### Material for this task
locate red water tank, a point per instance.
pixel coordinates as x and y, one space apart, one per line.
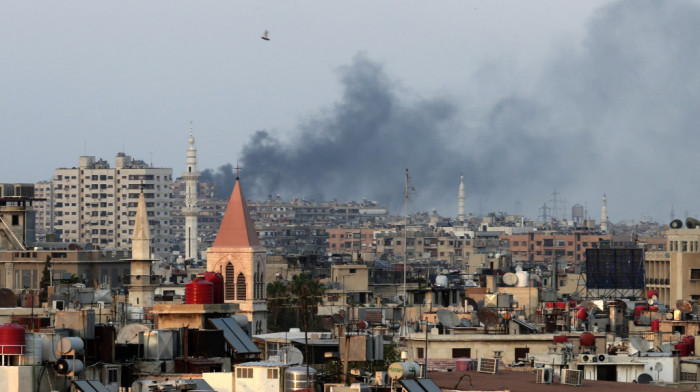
12 339
218 280
655 325
582 314
560 339
683 347
586 339
199 291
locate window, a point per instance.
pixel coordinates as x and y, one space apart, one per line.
241 287
695 274
112 376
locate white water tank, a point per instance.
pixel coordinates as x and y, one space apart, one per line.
523 279
441 281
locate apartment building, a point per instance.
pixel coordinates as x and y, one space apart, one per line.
675 272
539 247
96 203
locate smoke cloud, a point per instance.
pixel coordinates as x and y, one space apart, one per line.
615 114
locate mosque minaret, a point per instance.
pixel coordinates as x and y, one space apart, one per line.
461 216
190 210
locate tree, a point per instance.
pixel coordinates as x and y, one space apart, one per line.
307 294
277 303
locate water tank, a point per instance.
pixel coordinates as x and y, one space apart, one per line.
67 365
12 339
218 280
295 379
523 279
441 281
68 344
199 291
34 349
587 339
399 370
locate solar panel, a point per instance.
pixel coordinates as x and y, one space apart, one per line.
419 385
235 336
90 386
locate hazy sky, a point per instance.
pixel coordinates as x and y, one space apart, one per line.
522 98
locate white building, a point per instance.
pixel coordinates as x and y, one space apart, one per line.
96 203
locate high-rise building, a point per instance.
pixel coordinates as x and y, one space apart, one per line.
96 203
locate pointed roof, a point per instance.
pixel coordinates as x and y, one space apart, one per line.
237 228
141 240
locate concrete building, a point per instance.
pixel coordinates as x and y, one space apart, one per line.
96 203
675 273
239 257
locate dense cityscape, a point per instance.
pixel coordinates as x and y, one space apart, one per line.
349 196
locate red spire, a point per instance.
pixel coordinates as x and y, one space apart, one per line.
237 228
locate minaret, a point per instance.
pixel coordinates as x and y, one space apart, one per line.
460 211
604 215
140 287
190 210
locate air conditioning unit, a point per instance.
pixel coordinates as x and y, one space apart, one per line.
382 379
487 365
572 377
545 375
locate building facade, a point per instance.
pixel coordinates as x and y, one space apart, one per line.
96 203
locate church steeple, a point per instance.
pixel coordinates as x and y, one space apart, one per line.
237 228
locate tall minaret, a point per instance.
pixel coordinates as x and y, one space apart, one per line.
140 287
190 210
604 215
460 211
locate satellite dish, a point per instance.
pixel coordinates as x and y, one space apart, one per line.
639 344
684 306
510 279
488 318
447 318
471 303
130 333
645 378
327 323
291 355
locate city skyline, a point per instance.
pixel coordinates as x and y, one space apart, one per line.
521 99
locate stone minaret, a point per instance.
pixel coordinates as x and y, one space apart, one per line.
140 287
604 216
190 210
460 211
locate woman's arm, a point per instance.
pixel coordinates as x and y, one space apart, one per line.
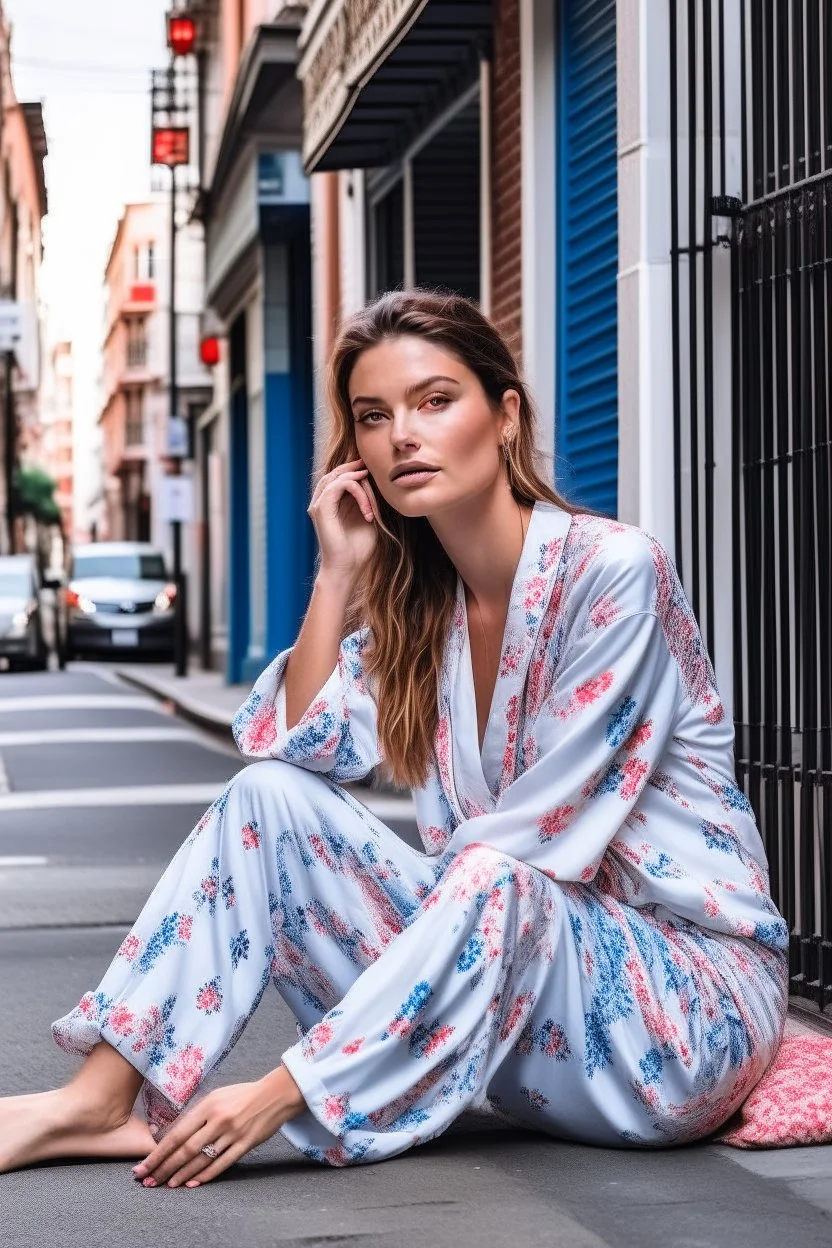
311 705
314 654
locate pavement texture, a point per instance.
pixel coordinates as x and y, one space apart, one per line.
71 880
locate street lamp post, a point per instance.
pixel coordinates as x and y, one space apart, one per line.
171 146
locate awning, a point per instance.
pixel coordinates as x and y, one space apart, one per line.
266 102
376 74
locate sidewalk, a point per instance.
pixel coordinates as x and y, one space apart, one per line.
206 700
201 697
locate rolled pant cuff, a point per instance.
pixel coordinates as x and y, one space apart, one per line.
309 1132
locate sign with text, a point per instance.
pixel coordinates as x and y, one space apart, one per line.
10 325
176 498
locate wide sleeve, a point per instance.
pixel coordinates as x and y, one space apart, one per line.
596 741
338 731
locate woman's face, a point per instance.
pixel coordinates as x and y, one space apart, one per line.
416 403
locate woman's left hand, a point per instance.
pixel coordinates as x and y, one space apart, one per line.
233 1120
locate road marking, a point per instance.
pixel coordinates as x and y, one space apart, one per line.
76 702
99 735
384 806
129 795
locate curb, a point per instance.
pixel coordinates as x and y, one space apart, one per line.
211 720
220 724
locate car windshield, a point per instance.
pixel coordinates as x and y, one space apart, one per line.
124 567
15 584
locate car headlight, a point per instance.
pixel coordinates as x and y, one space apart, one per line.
19 624
76 602
165 599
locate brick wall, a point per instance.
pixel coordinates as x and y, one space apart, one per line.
507 291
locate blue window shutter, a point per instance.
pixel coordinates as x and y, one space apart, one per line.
586 422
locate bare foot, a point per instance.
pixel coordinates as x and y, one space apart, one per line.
36 1128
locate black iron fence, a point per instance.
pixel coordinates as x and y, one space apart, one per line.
751 266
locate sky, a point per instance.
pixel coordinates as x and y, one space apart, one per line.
89 64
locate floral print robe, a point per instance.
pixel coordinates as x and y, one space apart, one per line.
588 944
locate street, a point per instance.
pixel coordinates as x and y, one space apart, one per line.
99 784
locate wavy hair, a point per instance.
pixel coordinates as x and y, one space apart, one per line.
407 592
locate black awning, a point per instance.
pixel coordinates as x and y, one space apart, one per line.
266 101
399 95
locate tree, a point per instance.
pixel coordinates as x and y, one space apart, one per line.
35 496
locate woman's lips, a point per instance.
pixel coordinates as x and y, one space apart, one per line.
417 477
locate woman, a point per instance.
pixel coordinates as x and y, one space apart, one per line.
588 942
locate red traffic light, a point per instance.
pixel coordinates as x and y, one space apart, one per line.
170 145
181 34
210 351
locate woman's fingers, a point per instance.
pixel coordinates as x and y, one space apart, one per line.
334 482
358 492
352 466
373 502
182 1130
200 1161
223 1161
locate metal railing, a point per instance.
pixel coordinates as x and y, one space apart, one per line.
752 79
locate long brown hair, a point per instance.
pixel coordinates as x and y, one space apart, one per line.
407 592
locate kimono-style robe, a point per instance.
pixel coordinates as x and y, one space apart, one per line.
588 942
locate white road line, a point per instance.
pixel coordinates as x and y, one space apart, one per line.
76 702
384 806
97 735
129 795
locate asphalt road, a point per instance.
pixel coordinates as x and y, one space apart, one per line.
97 789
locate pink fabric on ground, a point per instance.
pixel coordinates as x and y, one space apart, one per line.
792 1103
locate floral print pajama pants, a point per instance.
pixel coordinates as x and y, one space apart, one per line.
424 985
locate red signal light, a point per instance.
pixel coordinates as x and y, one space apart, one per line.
210 351
181 34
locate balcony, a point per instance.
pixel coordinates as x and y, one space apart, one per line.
137 353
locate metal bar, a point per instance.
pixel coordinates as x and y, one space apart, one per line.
707 311
813 106
783 141
797 95
826 87
692 200
720 19
782 553
674 285
769 94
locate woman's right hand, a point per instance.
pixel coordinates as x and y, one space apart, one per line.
343 511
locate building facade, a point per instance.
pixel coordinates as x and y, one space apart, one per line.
253 443
135 382
58 429
23 206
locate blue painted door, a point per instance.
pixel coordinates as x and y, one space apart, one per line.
586 422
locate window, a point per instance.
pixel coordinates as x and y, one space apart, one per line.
388 237
145 262
432 214
136 342
124 567
135 421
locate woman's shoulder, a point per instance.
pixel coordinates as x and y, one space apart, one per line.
609 557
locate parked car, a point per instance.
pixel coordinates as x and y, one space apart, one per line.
120 599
23 638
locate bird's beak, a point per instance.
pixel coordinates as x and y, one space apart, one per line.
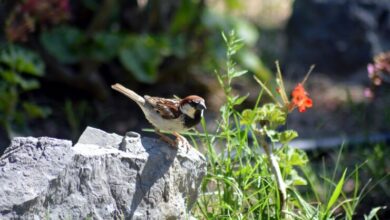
201 106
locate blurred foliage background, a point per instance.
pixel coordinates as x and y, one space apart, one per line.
58 59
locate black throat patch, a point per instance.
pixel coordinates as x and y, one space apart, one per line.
191 122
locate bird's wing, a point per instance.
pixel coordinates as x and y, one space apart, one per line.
167 108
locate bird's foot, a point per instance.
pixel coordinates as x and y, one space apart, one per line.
167 140
182 141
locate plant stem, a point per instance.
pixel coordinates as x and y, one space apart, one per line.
278 175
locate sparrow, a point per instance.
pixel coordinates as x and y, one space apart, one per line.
173 115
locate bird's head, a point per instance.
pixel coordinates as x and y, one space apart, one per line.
191 105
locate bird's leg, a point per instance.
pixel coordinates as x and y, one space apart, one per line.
166 139
181 139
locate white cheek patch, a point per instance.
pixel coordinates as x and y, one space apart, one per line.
188 110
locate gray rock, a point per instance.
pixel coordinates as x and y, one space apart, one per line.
338 36
103 176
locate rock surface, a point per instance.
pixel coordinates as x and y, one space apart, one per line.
337 35
103 176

### About this task
Starting with the line that has "locate church steeple, a point per instance." and ending with the line that has "locate rolled pant", repeat the lines above exactly, omitting every picture.

### Solution
locate church steeple, a point per instance.
pixel coordinates as x and y, one space apart, one per line.
237 228
locate tall minaret, a point per instance.
pixel coordinates as x and y, one space apart, one per line.
140 287
190 210
604 215
460 211
locate satellite dish, a point per instance.
pixel coordinates as x and y, one space apart, one per line.
639 344
684 306
510 279
488 318
447 318
471 303
130 333
645 378
327 323
291 355
locate city skyline, a point per instance.
pixel coordinates as x and y, one space apart, one per line.
521 99
locate stone minaret, a point per instance.
pixel coordinates as x and y, one space apart, one per line.
140 287
604 216
190 210
460 211
locate woman's arm, a point per instance.
pixel coordinates as x and y, one space apart, one per line.
311 705
314 654
locate pavement texture, a point per instance.
pixel coordinates as x and y, one space apart, one per line.
71 880
locate street lamp post, a point per instance.
pixel coordinates as x and y, one space apart, one per line.
171 146
locate awning, a point per instance.
pixel coordinates as x and y, one space apart, one per line.
266 102
376 74
locate sidewalk, a point per instance.
pixel coordinates as x and y, one space apart, one per line.
206 700
201 697
locate rolled pant cuff, a point per instance.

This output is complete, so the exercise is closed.